**Dataset records about object locations**
+===+

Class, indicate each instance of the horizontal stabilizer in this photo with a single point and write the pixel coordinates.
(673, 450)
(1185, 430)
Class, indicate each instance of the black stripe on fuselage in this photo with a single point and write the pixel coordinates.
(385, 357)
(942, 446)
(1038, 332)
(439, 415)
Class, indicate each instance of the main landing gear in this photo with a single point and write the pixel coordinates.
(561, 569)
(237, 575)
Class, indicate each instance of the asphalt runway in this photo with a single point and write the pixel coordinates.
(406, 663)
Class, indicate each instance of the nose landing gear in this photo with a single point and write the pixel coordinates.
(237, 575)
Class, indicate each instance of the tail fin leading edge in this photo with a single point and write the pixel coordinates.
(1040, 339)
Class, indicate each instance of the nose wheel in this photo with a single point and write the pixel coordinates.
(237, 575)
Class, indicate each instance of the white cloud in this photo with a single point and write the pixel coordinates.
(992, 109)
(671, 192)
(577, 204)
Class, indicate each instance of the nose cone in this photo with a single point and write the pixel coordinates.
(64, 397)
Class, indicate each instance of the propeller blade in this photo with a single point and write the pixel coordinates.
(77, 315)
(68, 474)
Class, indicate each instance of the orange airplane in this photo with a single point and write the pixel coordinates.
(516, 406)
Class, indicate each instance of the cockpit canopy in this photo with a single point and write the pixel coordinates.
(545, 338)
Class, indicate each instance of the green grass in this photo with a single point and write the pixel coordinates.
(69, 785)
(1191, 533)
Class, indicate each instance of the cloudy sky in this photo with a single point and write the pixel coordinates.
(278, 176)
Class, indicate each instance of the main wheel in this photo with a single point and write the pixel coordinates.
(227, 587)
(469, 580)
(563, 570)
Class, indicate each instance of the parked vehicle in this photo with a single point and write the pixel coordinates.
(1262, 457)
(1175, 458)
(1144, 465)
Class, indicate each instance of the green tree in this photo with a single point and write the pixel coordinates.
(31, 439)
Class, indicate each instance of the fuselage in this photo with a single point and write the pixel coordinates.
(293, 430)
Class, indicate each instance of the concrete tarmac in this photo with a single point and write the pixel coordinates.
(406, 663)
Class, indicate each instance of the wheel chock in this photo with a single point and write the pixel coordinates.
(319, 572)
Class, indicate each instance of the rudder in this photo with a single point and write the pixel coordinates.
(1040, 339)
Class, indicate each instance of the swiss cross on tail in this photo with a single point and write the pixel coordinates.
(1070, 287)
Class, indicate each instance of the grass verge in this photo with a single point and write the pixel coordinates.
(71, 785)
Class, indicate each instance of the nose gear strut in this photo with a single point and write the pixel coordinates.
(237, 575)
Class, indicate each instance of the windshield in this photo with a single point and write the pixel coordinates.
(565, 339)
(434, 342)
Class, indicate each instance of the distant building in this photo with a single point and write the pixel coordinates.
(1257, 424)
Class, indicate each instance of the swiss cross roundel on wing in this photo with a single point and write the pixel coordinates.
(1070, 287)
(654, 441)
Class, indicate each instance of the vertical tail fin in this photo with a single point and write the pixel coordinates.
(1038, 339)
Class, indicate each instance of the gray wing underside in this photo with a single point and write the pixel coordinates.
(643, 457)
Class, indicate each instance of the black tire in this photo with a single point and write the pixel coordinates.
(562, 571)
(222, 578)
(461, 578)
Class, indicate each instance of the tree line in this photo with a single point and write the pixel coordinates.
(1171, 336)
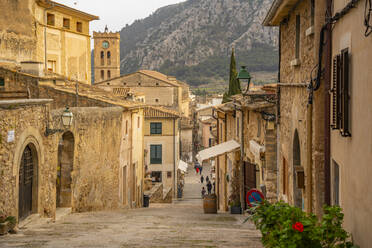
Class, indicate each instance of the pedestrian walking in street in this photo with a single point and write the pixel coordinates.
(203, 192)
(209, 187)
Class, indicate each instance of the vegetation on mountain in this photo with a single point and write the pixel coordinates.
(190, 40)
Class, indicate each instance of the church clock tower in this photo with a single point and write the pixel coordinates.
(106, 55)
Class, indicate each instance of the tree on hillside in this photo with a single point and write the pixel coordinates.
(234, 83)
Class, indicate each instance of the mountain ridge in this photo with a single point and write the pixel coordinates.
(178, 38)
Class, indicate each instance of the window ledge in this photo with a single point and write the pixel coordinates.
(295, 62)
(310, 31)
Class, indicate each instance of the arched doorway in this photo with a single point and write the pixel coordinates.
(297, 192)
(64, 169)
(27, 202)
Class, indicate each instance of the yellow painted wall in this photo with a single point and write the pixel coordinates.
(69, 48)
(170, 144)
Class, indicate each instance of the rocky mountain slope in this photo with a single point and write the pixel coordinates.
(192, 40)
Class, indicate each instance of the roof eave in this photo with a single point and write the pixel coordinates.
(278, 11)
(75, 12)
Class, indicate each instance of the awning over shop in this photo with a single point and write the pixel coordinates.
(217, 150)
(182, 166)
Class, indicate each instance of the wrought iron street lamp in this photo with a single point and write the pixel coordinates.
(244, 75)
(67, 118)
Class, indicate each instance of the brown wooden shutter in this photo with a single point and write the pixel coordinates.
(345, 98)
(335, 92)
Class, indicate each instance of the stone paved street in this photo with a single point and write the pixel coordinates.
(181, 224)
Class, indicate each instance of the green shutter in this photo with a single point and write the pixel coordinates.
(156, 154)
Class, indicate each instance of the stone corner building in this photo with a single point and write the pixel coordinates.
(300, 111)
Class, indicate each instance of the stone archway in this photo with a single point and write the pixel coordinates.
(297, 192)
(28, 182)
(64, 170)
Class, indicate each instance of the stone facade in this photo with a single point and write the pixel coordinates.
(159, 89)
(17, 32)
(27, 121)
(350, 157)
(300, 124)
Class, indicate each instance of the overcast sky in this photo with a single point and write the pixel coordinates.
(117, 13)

+===+

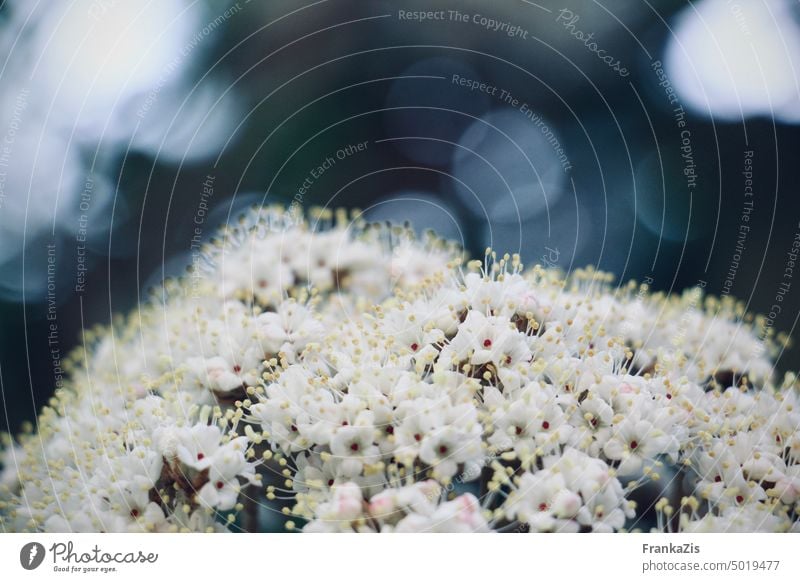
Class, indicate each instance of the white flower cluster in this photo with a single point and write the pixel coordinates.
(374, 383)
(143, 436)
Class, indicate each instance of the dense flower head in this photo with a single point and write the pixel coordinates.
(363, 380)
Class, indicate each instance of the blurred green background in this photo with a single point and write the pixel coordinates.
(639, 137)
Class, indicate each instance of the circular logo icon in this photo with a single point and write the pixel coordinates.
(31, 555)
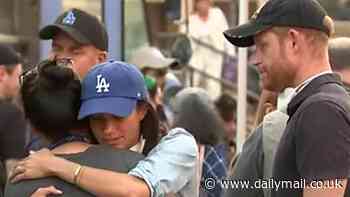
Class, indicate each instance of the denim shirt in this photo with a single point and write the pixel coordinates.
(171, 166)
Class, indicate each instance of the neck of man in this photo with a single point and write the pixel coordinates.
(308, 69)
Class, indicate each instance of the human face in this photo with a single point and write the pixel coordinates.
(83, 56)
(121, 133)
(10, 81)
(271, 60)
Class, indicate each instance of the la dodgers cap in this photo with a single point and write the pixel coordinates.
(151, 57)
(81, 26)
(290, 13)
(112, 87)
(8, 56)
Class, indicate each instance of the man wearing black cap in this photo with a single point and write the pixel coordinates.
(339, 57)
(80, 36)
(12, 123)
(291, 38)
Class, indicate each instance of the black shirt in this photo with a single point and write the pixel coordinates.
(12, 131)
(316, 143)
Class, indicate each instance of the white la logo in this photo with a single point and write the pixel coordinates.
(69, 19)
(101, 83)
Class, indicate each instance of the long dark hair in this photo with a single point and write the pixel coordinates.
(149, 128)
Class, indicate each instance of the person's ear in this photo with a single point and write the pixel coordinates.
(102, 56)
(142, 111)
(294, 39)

+===+

**Requirements**
Convert the lines of the records to a JSON list of strings with one string per line and no blank lines. Start at the line containing "Class, indicate each instance of the horizontal" and continue through the line containing "(1144, 465)", including both of those lines.

**Complete output**
[
  "Class, indicate each instance of the horizontal stabilizer in this photo with a single point and write the pixel coordinates.",
  "(673, 450)",
  "(1185, 430)",
  "Class, indicate each instance of the black stripe on fuselage in this photo with a single point and write the pixel coordinates.",
  "(385, 357)",
  "(942, 446)",
  "(1038, 332)",
  "(439, 415)",
  "Class, indicate each instance of the main landing gear in this photo with a single point and write the pixel coordinates.",
  "(561, 569)",
  "(237, 575)",
  "Class, indicate each instance of the asphalt runway in this photo with a single point and write the pixel coordinates.",
  "(406, 663)",
  "Class, indicate each instance of the nose landing gear in this photo with a single point and write the pixel coordinates.",
  "(237, 575)",
  "Class, indicate each instance of the tail fin leading edge in this photo with a single point and write the pixel coordinates.",
  "(1040, 339)",
  "Class, indicate each instance of the nose wheel in this photo with a single point and write the pixel coordinates.",
  "(237, 575)",
  "Class, indicate each instance of the white cloud in this photo with a single point and write the pixel coordinates.",
  "(992, 109)",
  "(671, 192)",
  "(577, 204)",
  "Class, indicate each instance of the nose cone in this photo with a single point and write the pixel coordinates.",
  "(64, 397)",
  "Class, indicate each instance of the propeller blade in this photo with a single point and write the pixel coordinates.",
  "(77, 315)",
  "(68, 474)",
  "Class, indicate each instance of the orange airplane in this photo with a single point and write the pixel coordinates.",
  "(516, 406)",
  "Class, indicate each instance of the cockpit canopy in this photo with a single point and write the pixel coordinates.",
  "(545, 338)",
  "Class, indicate each instance of the green grass in this photo with a single point and write the pixel coordinates.",
  "(69, 785)",
  "(1191, 533)",
  "Class, indicate each instance of the cloudy sky in this photo with a single point and write the pixel coordinates.",
  "(278, 176)",
  "Class, indicate each instance of the main wheel in this photo with a single point and write the pixel coordinates.",
  "(227, 587)",
  "(469, 580)",
  "(563, 570)",
  "Class, indicate each instance of the parked vehicle in this photo with a single point and write the pixel coordinates.",
  "(1262, 457)",
  "(1175, 458)",
  "(1144, 465)"
]